#### Task goal
Whatever runs from the line with "the orange traffic" to the end of the records below must be copied exactly, with nothing else included.

[[ Data for the task open ]]

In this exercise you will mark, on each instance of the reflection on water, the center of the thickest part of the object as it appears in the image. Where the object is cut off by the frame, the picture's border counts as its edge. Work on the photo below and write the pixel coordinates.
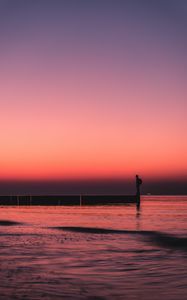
(111, 252)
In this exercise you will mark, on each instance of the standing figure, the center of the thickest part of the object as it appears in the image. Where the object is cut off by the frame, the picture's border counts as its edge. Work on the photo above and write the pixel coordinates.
(138, 183)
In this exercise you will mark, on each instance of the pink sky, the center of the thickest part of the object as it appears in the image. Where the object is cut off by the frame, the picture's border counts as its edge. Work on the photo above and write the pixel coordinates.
(73, 106)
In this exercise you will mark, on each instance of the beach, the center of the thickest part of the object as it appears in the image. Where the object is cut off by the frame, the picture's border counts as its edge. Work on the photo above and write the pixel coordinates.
(100, 252)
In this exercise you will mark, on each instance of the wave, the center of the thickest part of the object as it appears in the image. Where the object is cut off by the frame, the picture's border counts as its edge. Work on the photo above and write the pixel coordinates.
(156, 237)
(8, 223)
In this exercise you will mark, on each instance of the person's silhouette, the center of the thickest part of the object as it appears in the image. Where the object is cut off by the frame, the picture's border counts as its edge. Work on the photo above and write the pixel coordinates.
(138, 183)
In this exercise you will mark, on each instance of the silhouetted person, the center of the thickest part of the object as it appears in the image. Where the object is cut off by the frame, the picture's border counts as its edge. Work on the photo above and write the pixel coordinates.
(138, 183)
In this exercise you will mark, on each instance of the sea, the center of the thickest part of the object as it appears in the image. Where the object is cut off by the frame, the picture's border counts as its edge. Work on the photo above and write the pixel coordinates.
(95, 252)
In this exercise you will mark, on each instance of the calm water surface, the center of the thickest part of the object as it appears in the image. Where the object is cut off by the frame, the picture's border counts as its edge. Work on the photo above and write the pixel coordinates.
(51, 253)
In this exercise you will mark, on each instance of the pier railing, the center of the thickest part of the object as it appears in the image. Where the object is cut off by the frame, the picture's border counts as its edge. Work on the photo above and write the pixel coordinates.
(55, 200)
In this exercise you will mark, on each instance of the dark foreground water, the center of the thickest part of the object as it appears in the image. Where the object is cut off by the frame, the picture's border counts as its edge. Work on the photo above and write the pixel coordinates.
(111, 252)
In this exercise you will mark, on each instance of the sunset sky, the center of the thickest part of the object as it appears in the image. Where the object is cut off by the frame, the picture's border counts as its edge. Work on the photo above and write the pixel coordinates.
(93, 89)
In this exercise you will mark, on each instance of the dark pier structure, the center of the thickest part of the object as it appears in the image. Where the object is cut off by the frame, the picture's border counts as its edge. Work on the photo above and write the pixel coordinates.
(68, 200)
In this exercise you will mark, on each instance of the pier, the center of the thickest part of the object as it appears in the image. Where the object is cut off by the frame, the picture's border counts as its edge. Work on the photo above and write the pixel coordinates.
(56, 200)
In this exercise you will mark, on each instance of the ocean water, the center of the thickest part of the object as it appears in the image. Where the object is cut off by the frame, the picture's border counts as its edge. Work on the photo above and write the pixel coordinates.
(95, 253)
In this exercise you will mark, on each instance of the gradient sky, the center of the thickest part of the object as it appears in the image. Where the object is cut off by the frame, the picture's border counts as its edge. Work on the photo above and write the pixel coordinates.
(93, 89)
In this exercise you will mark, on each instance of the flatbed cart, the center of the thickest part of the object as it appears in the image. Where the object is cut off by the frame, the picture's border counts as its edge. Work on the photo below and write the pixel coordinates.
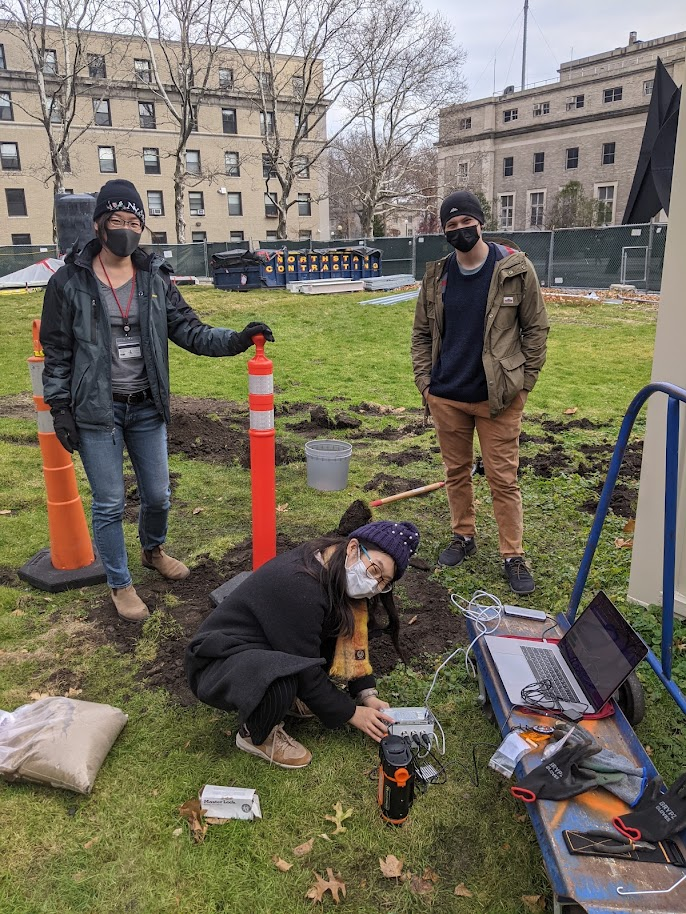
(601, 885)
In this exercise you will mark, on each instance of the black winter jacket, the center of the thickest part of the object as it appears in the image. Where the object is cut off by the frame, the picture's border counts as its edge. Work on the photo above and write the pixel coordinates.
(75, 336)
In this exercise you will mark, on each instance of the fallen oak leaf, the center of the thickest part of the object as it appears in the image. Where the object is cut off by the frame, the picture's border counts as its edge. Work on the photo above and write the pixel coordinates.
(339, 818)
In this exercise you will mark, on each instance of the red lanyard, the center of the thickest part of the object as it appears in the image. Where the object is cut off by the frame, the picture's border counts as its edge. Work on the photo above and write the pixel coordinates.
(124, 314)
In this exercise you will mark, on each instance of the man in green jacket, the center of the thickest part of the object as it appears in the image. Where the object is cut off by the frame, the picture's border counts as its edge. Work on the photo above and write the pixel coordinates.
(478, 344)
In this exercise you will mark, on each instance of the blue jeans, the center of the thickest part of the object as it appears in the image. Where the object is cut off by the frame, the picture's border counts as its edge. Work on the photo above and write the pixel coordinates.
(141, 428)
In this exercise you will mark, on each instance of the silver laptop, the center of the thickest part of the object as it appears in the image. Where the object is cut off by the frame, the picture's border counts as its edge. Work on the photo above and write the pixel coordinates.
(584, 669)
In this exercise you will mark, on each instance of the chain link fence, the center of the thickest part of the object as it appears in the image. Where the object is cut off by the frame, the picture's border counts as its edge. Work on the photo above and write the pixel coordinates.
(581, 258)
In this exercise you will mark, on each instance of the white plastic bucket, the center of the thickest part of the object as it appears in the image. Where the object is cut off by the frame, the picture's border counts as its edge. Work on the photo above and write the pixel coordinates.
(327, 464)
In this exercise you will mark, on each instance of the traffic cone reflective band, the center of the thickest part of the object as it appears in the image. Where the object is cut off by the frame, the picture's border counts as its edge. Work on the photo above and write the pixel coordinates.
(262, 454)
(70, 561)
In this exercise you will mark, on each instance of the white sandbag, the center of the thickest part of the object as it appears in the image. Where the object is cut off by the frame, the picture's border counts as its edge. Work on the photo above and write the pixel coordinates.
(58, 741)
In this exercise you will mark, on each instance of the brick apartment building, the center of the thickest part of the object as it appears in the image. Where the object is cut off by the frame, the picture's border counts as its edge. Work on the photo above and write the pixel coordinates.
(520, 148)
(130, 134)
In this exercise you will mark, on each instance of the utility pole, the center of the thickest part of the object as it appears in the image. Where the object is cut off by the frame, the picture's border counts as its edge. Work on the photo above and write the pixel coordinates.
(526, 22)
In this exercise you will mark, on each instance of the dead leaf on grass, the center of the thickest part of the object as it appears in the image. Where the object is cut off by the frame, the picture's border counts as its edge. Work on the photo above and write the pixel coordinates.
(340, 817)
(391, 867)
(303, 849)
(333, 884)
(463, 891)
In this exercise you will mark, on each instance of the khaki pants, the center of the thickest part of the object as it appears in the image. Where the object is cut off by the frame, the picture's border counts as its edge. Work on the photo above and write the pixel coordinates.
(499, 439)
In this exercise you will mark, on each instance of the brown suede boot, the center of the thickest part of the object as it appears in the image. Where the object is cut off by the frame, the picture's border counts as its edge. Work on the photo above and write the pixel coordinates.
(129, 605)
(169, 568)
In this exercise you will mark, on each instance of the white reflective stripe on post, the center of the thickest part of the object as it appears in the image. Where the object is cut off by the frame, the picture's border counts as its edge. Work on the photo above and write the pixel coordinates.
(261, 419)
(261, 384)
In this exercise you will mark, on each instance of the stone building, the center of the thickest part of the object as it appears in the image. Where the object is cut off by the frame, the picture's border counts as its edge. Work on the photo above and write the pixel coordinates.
(129, 133)
(519, 148)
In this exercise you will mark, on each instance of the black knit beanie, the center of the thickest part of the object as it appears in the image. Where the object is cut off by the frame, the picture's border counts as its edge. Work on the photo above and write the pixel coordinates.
(461, 203)
(119, 196)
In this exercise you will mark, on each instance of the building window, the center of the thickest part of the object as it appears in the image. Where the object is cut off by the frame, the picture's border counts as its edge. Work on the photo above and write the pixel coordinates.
(304, 205)
(50, 62)
(146, 115)
(506, 212)
(155, 203)
(6, 112)
(266, 123)
(301, 167)
(536, 206)
(235, 204)
(9, 157)
(193, 166)
(107, 160)
(268, 170)
(16, 201)
(196, 202)
(229, 123)
(102, 116)
(96, 66)
(142, 70)
(151, 160)
(232, 165)
(606, 203)
(609, 153)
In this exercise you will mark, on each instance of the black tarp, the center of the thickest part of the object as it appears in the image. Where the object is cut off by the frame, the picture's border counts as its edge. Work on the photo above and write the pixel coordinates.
(652, 182)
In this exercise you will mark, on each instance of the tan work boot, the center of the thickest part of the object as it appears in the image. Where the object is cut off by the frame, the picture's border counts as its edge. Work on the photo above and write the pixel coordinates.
(128, 604)
(279, 748)
(169, 568)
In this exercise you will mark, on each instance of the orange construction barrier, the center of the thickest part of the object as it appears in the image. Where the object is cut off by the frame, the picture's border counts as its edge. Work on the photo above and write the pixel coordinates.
(70, 561)
(262, 454)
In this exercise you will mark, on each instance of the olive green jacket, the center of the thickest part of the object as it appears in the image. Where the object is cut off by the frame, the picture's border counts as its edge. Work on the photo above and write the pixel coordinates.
(515, 330)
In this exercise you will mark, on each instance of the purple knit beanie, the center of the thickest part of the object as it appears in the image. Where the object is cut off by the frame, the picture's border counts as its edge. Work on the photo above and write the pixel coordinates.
(399, 539)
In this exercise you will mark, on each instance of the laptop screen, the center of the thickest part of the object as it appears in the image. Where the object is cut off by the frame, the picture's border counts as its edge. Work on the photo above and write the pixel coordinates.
(601, 649)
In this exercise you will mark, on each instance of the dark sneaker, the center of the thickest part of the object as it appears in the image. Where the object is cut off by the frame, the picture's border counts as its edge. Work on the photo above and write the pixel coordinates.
(457, 551)
(518, 575)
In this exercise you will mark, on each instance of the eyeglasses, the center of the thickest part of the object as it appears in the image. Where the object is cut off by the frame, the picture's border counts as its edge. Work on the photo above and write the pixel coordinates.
(385, 585)
(116, 222)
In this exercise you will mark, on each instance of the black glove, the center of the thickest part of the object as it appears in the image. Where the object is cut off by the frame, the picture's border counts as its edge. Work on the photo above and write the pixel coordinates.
(65, 428)
(658, 815)
(253, 329)
(559, 777)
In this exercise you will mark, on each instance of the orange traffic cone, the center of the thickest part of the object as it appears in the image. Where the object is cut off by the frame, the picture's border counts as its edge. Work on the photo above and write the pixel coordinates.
(70, 561)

[[ Data for the task closed ]]

#### Solution to the exercise
In this exercise you will mark, on each instance of the orange traffic cone, the center of the thickest part of the object as it appears in the image. Where the object is cut off by the frame, the picture's border counts as its edge. Work on the photo above and write the pixel coordinates.
(70, 561)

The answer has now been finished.